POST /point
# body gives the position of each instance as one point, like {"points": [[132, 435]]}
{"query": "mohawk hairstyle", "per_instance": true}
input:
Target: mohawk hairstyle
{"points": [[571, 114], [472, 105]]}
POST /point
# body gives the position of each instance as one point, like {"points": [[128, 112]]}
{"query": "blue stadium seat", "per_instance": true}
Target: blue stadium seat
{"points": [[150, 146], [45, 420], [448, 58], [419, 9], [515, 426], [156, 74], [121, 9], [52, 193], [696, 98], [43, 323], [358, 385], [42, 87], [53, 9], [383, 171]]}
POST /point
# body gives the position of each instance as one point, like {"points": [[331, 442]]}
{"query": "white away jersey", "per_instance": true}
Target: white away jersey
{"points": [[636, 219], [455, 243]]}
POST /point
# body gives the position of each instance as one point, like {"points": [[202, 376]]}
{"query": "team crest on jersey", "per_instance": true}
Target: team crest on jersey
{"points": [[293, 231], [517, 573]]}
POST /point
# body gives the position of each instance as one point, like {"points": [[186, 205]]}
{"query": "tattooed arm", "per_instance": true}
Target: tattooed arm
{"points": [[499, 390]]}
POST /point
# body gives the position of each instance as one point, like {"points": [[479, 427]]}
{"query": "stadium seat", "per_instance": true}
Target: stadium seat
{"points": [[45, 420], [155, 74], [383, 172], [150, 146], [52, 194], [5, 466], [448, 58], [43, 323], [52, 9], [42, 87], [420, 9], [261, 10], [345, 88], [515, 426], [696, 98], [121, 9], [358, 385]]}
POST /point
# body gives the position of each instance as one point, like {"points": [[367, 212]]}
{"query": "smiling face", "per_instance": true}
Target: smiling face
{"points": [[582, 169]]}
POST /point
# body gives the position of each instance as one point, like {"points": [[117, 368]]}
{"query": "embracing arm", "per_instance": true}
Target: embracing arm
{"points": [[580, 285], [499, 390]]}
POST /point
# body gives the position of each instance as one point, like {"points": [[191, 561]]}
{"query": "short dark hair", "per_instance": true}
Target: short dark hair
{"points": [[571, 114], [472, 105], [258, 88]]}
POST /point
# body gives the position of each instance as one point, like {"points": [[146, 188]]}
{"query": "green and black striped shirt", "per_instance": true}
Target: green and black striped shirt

——————

[Exercise instructions]:
Report the number of lines in the material above holding the word "body", without anything else.

[Response for this exercise]:
10